[Extracted information — start]
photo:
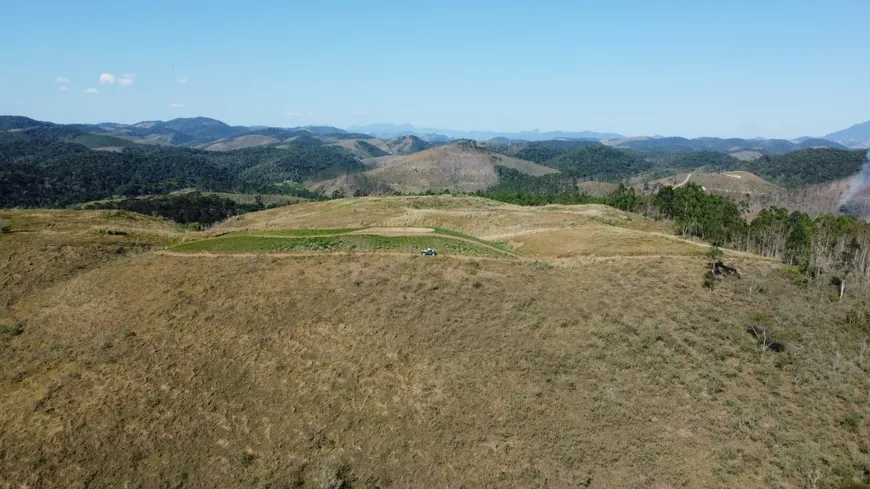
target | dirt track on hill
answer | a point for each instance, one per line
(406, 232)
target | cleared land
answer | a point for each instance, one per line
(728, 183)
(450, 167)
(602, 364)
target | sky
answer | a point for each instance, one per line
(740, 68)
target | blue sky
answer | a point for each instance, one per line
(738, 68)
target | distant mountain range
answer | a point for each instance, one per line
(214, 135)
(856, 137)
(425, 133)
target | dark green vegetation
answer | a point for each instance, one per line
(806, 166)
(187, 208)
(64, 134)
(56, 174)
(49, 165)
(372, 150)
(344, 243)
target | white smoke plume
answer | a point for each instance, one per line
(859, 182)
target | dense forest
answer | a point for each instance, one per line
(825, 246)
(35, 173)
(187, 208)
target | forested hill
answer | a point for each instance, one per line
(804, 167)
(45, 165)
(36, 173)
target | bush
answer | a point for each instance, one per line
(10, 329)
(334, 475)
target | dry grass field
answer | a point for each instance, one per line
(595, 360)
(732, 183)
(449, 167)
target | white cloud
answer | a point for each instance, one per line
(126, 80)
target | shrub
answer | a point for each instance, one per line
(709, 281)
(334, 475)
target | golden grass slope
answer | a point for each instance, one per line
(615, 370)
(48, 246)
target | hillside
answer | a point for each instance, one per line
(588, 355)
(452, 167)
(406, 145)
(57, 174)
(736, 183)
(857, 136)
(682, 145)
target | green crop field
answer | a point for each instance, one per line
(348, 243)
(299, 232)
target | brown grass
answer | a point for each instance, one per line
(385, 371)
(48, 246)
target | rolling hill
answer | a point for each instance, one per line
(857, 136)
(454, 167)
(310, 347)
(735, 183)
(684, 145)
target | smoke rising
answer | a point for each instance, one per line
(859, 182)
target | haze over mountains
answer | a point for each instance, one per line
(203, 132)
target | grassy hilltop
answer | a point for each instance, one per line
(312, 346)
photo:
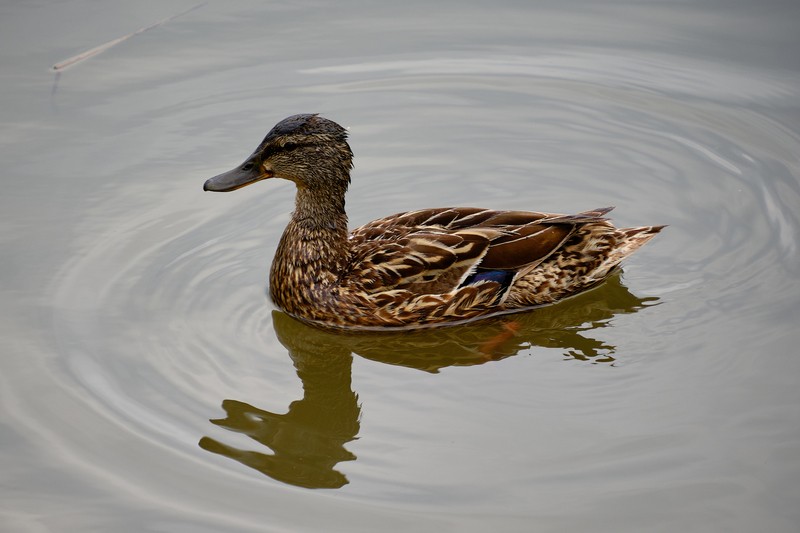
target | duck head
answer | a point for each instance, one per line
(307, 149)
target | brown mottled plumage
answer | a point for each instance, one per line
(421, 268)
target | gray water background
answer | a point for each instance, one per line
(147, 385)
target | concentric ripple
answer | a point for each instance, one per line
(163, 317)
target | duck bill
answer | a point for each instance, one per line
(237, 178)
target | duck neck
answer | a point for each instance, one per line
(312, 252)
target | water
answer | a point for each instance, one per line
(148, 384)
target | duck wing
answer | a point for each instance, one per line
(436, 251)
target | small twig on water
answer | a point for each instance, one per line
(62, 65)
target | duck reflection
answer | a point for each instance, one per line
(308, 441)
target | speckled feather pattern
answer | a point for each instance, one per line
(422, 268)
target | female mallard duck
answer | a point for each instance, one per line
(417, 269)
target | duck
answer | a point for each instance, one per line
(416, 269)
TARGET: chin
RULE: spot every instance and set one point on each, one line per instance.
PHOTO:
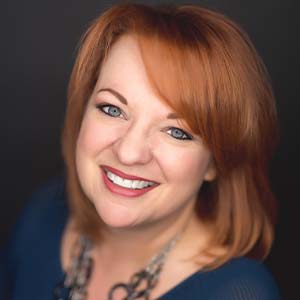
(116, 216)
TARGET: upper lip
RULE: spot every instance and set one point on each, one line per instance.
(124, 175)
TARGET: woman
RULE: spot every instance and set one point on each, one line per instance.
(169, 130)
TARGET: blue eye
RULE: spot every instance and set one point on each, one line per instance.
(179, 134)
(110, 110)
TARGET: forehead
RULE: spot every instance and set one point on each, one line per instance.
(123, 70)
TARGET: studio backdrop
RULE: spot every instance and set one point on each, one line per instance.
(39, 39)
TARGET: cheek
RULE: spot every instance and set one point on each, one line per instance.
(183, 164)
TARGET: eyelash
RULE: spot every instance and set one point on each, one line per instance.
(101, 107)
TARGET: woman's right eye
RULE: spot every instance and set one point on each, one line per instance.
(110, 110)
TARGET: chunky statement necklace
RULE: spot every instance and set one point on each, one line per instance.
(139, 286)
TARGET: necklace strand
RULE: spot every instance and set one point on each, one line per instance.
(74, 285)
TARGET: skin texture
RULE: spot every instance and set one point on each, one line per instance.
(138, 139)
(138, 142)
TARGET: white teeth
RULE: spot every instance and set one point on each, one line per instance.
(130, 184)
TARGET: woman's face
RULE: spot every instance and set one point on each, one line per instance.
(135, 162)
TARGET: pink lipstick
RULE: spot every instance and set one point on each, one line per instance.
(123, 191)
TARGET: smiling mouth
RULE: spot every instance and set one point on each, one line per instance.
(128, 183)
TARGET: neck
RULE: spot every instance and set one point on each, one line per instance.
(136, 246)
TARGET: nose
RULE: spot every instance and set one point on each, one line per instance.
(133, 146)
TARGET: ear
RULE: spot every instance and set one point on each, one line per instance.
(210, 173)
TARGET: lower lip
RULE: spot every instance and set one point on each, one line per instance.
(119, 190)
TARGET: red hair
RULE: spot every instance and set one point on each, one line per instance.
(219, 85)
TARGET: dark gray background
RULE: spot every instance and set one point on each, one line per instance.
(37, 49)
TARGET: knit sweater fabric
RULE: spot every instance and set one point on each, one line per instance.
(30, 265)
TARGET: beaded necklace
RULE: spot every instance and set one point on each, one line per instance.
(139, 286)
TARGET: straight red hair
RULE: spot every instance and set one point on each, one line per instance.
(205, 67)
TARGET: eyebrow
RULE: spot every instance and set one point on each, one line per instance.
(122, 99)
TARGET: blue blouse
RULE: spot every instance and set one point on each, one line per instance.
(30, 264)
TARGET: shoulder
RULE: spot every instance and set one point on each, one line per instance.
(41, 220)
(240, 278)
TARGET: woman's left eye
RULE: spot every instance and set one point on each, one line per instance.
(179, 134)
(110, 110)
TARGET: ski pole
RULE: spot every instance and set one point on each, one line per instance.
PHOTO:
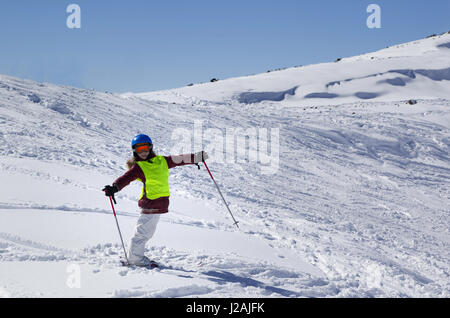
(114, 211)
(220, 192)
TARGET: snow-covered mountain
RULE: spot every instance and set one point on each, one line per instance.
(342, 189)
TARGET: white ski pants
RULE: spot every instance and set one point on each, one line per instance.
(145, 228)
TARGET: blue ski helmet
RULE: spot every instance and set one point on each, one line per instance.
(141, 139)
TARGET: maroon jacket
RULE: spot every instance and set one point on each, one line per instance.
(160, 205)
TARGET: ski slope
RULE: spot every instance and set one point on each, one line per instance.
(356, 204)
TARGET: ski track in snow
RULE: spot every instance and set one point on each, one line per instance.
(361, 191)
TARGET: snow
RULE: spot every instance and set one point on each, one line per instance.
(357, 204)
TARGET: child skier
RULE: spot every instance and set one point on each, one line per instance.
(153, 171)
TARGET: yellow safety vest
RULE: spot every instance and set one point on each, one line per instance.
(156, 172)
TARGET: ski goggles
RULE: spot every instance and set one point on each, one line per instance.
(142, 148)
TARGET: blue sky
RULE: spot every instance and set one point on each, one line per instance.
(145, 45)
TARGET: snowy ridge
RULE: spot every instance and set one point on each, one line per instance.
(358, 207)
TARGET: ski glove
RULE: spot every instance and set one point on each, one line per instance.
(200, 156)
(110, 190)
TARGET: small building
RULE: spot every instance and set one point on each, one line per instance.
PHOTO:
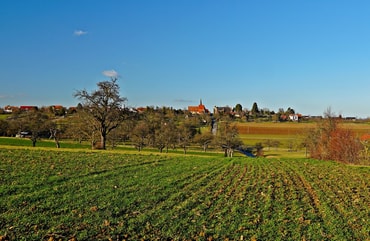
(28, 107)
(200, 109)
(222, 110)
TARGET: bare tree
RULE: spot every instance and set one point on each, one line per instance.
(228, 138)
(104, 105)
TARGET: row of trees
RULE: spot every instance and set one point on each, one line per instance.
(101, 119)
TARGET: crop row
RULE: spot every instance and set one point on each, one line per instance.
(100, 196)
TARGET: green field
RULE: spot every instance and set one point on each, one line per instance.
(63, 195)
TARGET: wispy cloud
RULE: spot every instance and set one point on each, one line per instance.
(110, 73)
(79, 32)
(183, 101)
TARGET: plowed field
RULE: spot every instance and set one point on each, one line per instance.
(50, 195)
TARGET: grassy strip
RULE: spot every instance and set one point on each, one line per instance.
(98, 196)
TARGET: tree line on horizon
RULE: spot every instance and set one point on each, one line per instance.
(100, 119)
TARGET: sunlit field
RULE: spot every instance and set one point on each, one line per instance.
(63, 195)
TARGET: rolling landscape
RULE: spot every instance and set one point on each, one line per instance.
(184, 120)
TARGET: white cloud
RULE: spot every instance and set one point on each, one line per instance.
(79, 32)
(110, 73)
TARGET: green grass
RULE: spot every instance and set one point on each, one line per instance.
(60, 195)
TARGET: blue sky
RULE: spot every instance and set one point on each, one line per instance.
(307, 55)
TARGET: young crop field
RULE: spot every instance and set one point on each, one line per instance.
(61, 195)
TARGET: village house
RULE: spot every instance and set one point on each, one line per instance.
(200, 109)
[Extracted information — finish]
[Extracted information — start]
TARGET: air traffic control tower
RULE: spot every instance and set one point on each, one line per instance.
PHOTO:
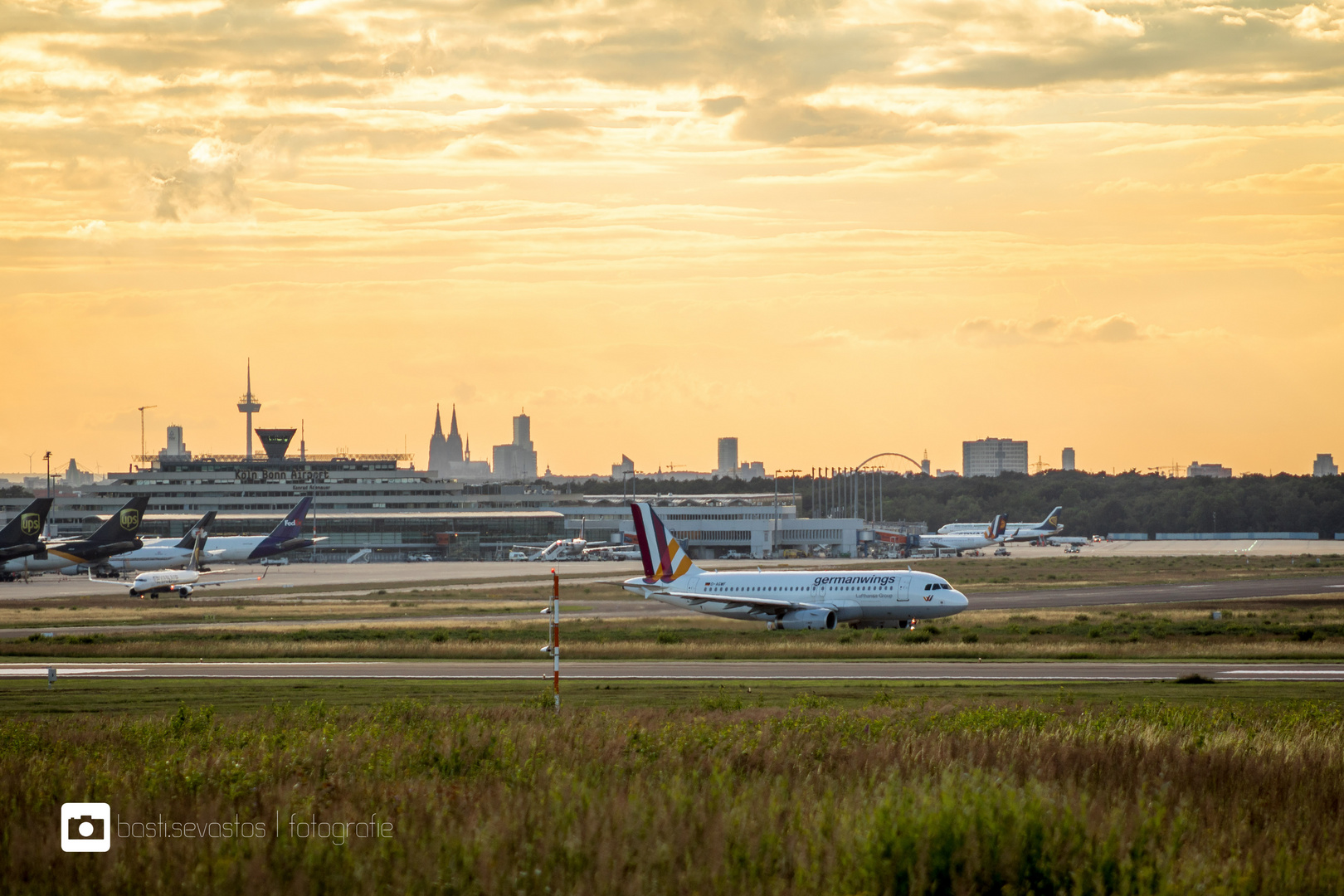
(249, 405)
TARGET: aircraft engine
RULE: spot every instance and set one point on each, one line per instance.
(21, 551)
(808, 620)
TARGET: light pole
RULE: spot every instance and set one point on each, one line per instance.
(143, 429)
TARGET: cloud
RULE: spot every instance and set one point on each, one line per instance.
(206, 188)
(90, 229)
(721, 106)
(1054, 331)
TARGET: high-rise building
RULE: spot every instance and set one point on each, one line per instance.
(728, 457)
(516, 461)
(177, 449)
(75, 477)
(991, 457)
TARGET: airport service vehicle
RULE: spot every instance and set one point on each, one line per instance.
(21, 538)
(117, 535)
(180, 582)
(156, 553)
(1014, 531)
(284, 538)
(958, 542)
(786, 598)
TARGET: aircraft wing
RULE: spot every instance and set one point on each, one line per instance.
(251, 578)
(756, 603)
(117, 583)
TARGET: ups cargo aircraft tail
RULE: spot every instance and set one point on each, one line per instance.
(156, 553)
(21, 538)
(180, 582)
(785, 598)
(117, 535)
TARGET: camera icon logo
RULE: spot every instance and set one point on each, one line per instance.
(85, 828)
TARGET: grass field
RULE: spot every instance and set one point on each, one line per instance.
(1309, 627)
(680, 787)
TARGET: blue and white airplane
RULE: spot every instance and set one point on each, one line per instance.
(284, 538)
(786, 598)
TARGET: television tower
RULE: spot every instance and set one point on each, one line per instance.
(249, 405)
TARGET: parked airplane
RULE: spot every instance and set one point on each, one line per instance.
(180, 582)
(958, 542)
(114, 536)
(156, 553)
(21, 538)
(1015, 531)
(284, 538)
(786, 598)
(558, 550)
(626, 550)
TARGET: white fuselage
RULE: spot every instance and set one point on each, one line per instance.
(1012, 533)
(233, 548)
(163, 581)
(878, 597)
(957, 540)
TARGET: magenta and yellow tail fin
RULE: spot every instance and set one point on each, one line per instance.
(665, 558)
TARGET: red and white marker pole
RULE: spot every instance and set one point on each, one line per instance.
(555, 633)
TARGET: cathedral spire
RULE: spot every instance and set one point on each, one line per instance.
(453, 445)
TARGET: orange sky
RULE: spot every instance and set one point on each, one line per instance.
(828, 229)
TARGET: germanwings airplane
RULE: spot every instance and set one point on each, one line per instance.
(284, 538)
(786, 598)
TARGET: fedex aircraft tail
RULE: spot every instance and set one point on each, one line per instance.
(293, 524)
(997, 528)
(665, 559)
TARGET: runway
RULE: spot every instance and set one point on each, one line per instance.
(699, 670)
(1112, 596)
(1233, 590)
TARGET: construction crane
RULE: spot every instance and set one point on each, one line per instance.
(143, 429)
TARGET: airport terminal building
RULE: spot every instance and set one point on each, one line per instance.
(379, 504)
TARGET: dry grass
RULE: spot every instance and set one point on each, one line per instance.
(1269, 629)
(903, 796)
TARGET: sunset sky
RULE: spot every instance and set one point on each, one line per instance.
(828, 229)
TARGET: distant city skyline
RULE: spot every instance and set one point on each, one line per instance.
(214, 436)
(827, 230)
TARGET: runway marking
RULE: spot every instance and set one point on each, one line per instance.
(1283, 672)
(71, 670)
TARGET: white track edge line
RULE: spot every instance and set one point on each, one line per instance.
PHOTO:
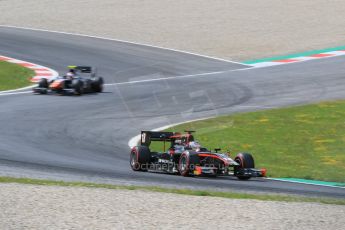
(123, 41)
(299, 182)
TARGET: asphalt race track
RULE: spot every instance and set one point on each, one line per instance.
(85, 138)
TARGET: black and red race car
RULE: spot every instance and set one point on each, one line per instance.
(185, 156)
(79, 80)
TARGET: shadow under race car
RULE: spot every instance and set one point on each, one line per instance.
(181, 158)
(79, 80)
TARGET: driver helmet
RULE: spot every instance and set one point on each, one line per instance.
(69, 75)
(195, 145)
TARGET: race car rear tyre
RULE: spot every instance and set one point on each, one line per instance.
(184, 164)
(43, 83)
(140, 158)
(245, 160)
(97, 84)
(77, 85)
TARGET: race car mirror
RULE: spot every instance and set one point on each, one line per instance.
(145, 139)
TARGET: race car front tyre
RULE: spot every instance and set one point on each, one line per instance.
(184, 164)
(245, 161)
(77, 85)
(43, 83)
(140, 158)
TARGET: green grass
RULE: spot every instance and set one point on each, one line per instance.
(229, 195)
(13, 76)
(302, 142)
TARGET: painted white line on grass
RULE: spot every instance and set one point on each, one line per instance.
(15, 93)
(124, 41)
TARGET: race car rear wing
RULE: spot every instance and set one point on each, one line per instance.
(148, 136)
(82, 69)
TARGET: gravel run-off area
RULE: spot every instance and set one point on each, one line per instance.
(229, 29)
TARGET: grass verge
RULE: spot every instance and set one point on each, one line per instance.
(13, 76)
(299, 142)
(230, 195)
[Extracted information — finish]
Exercise details:
For this exercise, output exactly the lines above from the line with "TARGET: light pole" to the line with "TARGET: fedex aircraft tail", counting both, and leave out the rest.

Exercise solution:
TARGET: light pole
RULE: spot every instance and set one point on each, one line per instance.
(143, 429)
TARGET: cloud
RULE: spot every instance and set one point on each, one line per instance.
(206, 188)
(90, 229)
(721, 106)
(1054, 331)
TARGET: high-rise building
RULE: spot every instance and set one point on each, one line per instance.
(728, 457)
(516, 461)
(177, 449)
(75, 477)
(991, 457)
TARGET: airport service vehicle
RULE: spot every instance and set one point on each, one line per instance.
(21, 538)
(117, 535)
(180, 582)
(156, 553)
(1014, 531)
(284, 538)
(958, 542)
(786, 598)
TARGET: aircraft wing
RULE: spot every instance and set one point on each, one line per instance.
(251, 578)
(756, 603)
(117, 583)
TARGET: ups cargo aircraft tail
RULE: spot every instance and set one point on each, one line per instance.
(156, 553)
(21, 538)
(180, 582)
(785, 598)
(117, 535)
TARGET: camera icon logo
RULE: spot every instance and set one point on each, one line per instance.
(85, 828)
TARGET: grass field
RULE: spot every instance and set one point on each, one line per instance.
(1309, 627)
(680, 787)
TARGET: blue and white airplane
RULE: spot every instance and set one point on each, one line per instance.
(284, 538)
(786, 598)
TARGET: television tower
RULE: spot every instance and set one point on each, one line per instance.
(249, 405)
TARGET: parked airplane
RULE: spot every instance and set one point on each, one line per instance.
(180, 582)
(958, 542)
(114, 536)
(156, 553)
(21, 538)
(1015, 531)
(284, 538)
(786, 598)
(558, 550)
(626, 550)
TARGET: white fuselage
RULE: spot every instance and set one point on each, one line per instance.
(1012, 533)
(233, 548)
(163, 581)
(878, 597)
(957, 540)
TARGET: magenta and yellow tail fin
RULE: spot every instance and set one point on each, one line per instance.
(665, 558)
TARGET: red and white marker pole
RULE: spot every instance and set one point on each, one line per instance.
(555, 633)
TARGET: cathedral spire
RULE: spot every instance and set one point on each, one line per instance.
(453, 445)
TARGET: orange sky
RULE: spot every instance and set one point on each, one line per instance.
(828, 229)
TARGET: germanwings airplane
RULE: spot every instance and set one point on each, one line per instance.
(284, 538)
(786, 598)
TARGET: fedex aircraft tail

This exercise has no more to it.